• [PASSAGE]

[BEGIN]

DBRS Ratings GmbH (DBRS) confirmed its BBB (high) (sf) ratings on the following nine Series of Notes (the Compartments) issued by Palladium Securities 1 S.A. (the Issuer):
-- Series 114 Notes (Acting in Relation to Compartment 114-2013-14)
-- Series 117 Notes (Acting in Relation to Compartment 117-2013-17)
-- Series 121 CMS Structured Floating Rate Instruments (Acting in Relation to Compartment 121-2013-21)
-- Series 124 Fixed to Floating Rate Instrument (Acting in Relation to Compartment 124-2013-24)
-- Series 131 Fixed to Floating Rate Instrument (Acting in Relation to Compartment 131-2014-06)
-- Series 141 Fixed to Floating Rate Instrument (Acting in Relation to Compartment 141-2014-16)
-- Series 142 Fixed Rate Instrument (Acting in Relation to Compartment 142-2014-17)
-- Series 145 Fixed to Floating Rate Instrument (Acting in Relation to Compartment 145-2014-20)
-- Series 148 Fixed Rate Instrument (Acting in Relation to Compartment 148-2014-23)
The confirmations follow an annual review of the Compartments.
The Issuer is a public limited liability companies (société anonyme) incorporated under the laws of the Grand Duchy of Luxembourg. Each transaction is a credit-linked note of one sovereign inflation-linked bond issued by the Republic of Italy (the Collateral). The noteholders and other transactions counterparties have recourse only to the assets of the related Compartment in accordance with Luxembourg law.
The transaction uses an asset swap (the Asset Swap) to transform the payout profile of the collateral security. The noteholders are effectively exposed to the risk that either the Collateral or the Hedging Counterparty defaults. The transaction documents do not contain any downgrade provisions with respect to the Hedging Counterparty. As such, DBRS regards the ratings of the Notes to be linked to those of the Collateral and Hedging Counterparty.
The significant counterparties to the Issuer are various subsidiaries and affiliates of Deutsche Bank AG as listed below. DBRS maintains private ratings on these counterparties, which are not published.
-- Deutsche Bank AG, London Branch acts as the Hedging Counterparty, Initial Purchaser of the Notes, Calculation Agent, Paying Agent, Selling Agent and Arranger, and pays the fees and expenses of the Issuer.
-- Deutsche Bank Luxembourg S.A., a wholly owned subsidiary of Deutsche Bank AG, acts as Custodian, Luxembourg Paying Agent and Servicer.
-- Deutsche Trustee Company Limited acts as Trustee.

[END]

• [PROBLEMS TO WORK ON]
#1 According to the ratings announcement, which company acts as Trustee?
#2 Identify each line in the records that contains the word "boardwalk", and copy those lines.

• [SUPPLIED INFORMATION]

[BEGIN]

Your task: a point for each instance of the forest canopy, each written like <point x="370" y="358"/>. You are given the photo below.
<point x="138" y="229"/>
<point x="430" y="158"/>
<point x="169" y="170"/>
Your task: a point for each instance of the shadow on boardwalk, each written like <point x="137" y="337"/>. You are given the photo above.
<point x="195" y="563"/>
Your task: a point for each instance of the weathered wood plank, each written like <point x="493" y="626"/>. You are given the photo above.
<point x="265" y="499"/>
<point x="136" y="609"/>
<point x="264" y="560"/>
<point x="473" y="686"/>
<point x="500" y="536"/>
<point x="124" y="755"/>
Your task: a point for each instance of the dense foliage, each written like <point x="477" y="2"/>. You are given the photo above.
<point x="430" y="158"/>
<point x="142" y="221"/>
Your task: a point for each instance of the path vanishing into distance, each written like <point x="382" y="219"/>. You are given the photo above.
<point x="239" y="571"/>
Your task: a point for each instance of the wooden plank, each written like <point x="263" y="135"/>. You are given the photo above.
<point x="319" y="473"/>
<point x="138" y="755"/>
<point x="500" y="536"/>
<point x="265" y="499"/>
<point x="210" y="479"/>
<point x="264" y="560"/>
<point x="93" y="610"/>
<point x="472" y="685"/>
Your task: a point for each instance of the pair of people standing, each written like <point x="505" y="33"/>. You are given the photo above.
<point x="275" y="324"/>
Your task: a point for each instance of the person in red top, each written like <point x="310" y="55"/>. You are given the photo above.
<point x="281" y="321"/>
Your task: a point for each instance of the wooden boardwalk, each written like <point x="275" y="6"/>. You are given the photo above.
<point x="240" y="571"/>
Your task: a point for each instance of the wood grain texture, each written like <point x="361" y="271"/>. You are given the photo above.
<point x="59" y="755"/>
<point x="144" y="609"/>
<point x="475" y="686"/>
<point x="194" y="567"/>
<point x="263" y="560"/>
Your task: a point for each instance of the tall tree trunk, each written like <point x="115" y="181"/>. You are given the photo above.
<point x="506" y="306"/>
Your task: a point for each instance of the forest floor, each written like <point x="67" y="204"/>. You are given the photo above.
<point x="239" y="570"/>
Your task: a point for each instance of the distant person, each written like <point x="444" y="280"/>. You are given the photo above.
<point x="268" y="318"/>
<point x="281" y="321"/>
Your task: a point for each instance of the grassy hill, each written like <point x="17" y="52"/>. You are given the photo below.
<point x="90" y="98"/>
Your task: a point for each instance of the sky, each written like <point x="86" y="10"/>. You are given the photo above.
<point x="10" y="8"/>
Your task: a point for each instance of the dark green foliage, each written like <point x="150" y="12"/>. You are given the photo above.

[END]

• [THE ANSWERS]
#1 Deutsche Trustee Company Limited acts as Trustee.

#2
Your task: a point for each instance of the shadow on boardwalk, each written like <point x="137" y="337"/>. You are given the photo above.
Your task: a point for each instance of the wooden boardwalk, each written like <point x="275" y="6"/>. You are given the photo above.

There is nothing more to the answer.